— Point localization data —
======

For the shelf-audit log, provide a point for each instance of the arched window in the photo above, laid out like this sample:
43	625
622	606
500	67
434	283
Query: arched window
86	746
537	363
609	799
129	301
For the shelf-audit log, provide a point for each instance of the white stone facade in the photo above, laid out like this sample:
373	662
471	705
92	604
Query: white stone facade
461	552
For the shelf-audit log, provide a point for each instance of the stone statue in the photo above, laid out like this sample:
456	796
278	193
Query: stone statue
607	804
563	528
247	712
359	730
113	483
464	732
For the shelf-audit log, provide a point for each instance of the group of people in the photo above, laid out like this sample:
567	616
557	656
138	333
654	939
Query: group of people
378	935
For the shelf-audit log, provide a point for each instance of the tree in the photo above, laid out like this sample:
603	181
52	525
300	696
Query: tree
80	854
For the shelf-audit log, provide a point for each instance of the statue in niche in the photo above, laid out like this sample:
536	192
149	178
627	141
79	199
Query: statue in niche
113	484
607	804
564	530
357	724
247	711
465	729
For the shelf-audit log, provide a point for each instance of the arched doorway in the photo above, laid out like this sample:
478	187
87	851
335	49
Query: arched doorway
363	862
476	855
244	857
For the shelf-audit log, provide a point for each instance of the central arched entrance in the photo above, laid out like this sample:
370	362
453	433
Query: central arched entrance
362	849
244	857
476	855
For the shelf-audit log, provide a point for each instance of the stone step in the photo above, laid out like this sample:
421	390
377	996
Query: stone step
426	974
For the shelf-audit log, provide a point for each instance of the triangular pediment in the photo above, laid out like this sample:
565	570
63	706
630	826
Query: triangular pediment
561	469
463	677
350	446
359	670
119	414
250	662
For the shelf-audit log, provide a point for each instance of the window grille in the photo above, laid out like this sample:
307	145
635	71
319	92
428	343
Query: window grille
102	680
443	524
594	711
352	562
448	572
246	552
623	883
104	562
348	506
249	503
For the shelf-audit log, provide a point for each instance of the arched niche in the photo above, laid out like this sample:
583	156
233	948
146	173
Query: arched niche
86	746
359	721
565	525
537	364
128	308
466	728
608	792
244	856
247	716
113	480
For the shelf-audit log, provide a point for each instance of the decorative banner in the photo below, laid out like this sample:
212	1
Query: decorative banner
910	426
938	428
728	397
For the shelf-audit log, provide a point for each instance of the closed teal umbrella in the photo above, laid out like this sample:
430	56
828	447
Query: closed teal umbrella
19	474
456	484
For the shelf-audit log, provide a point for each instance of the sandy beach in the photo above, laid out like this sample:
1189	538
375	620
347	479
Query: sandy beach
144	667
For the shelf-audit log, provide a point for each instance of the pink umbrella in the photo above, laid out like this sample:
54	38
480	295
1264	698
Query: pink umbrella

======

— To do —
For each line above that contains "pink", make a copy.

— Solved problem —
For the shelf-audit log, provide a point for each instance of the pink umbrella in the photo above, laid out like this sample:
Query: pink umbrella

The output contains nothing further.